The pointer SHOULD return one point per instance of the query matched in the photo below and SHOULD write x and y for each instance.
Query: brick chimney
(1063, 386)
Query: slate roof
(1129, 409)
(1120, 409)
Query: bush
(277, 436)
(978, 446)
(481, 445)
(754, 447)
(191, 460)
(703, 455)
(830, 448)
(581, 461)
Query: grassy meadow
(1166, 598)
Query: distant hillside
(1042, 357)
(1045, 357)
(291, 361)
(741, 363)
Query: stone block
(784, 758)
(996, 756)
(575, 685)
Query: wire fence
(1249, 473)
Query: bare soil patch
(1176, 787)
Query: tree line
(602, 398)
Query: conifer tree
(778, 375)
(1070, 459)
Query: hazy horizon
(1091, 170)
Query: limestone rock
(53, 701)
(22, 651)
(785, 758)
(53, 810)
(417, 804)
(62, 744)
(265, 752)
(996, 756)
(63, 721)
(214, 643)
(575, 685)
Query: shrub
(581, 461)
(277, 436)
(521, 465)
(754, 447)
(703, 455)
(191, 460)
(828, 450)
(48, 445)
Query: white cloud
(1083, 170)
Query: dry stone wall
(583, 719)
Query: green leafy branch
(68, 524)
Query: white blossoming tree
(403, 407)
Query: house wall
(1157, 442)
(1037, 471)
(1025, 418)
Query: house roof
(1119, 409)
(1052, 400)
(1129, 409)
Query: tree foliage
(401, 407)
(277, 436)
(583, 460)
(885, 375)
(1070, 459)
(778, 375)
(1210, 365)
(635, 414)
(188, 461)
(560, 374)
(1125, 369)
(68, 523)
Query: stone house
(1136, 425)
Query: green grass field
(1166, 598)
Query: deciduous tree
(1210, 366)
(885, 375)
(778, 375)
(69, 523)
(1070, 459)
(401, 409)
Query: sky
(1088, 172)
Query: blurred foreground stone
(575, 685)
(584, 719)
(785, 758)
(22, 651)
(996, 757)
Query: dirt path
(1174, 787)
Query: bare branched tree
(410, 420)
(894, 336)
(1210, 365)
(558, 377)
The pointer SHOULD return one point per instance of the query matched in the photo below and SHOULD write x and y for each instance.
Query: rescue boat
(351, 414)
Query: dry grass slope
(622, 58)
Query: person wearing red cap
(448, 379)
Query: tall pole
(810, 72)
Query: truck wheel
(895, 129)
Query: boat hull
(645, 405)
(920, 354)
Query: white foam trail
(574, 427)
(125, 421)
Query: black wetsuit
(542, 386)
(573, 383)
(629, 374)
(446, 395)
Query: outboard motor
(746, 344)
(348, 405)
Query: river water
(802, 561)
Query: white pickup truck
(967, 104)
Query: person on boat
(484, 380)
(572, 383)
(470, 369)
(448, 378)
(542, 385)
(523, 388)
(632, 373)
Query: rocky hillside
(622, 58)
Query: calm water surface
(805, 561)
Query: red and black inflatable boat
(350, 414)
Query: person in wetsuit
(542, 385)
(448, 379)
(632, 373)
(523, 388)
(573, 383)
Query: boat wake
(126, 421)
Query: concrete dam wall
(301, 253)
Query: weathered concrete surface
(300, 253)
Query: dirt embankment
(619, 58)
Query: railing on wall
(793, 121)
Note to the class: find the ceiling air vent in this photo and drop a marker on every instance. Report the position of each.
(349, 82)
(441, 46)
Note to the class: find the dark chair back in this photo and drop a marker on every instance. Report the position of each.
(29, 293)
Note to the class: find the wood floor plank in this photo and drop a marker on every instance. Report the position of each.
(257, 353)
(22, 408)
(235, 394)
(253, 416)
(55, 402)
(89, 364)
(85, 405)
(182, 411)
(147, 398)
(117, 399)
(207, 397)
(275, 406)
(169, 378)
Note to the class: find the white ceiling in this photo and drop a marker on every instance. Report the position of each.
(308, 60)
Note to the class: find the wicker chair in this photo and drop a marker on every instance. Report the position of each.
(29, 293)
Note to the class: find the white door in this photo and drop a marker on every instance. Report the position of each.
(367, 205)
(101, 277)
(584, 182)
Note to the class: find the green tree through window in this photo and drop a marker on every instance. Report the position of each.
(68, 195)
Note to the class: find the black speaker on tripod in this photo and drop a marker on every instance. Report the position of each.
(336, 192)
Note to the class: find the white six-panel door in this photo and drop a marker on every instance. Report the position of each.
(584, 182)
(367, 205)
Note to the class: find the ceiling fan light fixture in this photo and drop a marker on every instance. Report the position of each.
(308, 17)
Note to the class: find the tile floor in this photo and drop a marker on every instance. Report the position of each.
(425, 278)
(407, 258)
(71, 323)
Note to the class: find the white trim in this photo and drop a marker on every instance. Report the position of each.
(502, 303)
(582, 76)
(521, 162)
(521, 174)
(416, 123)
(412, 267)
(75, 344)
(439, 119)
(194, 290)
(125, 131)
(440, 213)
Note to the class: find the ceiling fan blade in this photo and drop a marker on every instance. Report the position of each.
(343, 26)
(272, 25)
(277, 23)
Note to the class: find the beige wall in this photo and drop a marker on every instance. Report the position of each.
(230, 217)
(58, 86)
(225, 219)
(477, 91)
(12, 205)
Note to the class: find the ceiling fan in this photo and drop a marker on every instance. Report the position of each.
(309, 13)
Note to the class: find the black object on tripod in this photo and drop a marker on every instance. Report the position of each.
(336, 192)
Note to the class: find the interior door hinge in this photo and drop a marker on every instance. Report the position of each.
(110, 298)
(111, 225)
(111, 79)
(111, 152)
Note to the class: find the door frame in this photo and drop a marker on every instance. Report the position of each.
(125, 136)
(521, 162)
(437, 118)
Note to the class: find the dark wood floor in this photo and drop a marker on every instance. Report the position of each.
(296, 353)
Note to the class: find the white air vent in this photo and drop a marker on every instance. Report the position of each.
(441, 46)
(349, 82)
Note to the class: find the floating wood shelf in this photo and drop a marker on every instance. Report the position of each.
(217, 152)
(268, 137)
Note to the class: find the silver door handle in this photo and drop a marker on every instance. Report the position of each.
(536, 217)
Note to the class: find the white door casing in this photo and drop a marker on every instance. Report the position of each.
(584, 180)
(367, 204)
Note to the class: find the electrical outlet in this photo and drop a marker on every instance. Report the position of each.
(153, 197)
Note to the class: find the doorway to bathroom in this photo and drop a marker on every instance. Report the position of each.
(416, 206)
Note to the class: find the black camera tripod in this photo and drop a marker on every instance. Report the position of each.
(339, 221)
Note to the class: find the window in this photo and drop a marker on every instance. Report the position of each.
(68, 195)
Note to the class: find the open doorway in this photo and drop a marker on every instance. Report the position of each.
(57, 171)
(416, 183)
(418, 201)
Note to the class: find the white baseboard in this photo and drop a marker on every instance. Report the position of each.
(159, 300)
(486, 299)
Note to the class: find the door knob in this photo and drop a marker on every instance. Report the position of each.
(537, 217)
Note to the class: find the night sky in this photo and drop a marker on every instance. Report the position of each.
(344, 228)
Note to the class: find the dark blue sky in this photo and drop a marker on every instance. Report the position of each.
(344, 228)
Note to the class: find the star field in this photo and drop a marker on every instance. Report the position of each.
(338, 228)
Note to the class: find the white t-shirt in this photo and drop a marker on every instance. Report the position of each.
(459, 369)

▶ **WHAT YOU SHOULD DO**
Locate "Note to the class: find the night" in the data above. Then repeat, exactly, its line and each line after it through the last, adding nothing.

▶ **TASK SOLUTION**
Note to the class: find the night sky in this photo and drop a marker on every instance. Report the position of each.
(344, 228)
Note to the class: find the dark blue sky in this photo and drop a marker on every instance. Report the position of each.
(344, 228)
Note to the class: find the star field in this photo and drop a marker on every instance. Report the position of each.
(338, 228)
Note to the class: find the white t-shirt in this photo and drop a marker on every instance. Report the position of each.
(459, 369)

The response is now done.